--- begin ---

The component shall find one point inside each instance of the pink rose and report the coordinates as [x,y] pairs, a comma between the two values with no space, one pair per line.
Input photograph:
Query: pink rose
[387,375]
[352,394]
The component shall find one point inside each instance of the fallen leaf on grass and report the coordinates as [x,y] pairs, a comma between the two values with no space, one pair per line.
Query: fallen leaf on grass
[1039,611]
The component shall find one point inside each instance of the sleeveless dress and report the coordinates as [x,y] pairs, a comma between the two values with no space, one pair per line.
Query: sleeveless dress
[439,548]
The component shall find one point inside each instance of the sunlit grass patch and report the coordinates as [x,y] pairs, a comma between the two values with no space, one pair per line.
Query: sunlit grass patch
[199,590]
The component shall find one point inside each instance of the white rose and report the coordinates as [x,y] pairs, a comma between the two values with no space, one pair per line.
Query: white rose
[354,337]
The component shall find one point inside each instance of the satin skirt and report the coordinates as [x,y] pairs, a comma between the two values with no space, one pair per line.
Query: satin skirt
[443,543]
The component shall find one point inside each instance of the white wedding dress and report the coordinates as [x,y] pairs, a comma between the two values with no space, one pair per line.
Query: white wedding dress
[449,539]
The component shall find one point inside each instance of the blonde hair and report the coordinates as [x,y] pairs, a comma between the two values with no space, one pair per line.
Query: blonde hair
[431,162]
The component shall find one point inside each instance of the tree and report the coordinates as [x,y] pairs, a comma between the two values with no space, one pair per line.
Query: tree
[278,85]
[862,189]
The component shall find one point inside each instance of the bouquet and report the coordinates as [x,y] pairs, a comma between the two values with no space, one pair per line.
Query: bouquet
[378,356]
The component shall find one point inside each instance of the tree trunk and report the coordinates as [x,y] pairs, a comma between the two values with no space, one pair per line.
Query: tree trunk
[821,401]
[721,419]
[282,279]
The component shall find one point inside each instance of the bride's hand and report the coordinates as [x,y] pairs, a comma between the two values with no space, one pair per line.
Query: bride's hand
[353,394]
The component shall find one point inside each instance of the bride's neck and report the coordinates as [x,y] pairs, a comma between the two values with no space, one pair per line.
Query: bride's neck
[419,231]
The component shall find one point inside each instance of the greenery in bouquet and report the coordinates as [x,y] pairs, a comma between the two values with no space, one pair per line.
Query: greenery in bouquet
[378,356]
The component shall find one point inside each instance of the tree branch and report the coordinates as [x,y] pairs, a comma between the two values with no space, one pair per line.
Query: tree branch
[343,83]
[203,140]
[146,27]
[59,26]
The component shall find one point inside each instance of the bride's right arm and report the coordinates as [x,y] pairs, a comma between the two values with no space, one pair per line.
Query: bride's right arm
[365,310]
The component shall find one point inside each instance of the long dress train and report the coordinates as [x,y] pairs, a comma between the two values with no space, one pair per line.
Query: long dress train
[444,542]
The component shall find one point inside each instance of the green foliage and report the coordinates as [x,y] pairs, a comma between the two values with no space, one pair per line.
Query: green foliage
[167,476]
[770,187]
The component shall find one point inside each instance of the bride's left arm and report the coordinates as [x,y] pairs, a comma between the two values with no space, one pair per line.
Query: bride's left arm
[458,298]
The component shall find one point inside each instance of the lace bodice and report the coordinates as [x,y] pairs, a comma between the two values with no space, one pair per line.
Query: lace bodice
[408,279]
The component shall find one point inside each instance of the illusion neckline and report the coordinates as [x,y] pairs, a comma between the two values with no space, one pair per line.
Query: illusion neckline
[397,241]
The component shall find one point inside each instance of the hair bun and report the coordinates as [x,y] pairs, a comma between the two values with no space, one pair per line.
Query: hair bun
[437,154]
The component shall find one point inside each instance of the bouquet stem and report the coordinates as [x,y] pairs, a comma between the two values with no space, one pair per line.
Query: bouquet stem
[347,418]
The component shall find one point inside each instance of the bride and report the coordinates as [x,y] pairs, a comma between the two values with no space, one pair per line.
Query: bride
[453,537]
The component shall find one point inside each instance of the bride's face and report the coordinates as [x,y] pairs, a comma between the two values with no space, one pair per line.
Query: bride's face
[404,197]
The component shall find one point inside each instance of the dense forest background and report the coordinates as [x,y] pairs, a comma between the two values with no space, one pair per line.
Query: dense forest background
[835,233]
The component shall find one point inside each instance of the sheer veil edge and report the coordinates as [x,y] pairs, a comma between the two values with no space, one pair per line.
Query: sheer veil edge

--- end ---

» **WHAT YOU SHOULD DO**
Quote, without any change, each line from the one that contains "the bride and" through the end of the material.

» **RESULT**
The component shall find one point inside each instance of the bride and report the coordinates as [x,y] pairs, a comma between the two values with no space, one pair per line.
Query: bride
[453,537]
The component shall find one point inside each instance of the bride's face and report the coordinates as [x,y] pairs, a comma between the two values with no space, one pair per line.
Query: bride's face
[404,197]
The component shall find one point inside each instance of the dense forest background and report the coordinates as [x,y] pairs, a comma between the two values with no space, one pair per line.
Query: dense forest background
[835,233]
The component shall find one point inside each instance of the sheer veil edge and report the coordinates as [x,y] pairs, a comma between the two values with no space, one pair per line.
Query: sheer veil edge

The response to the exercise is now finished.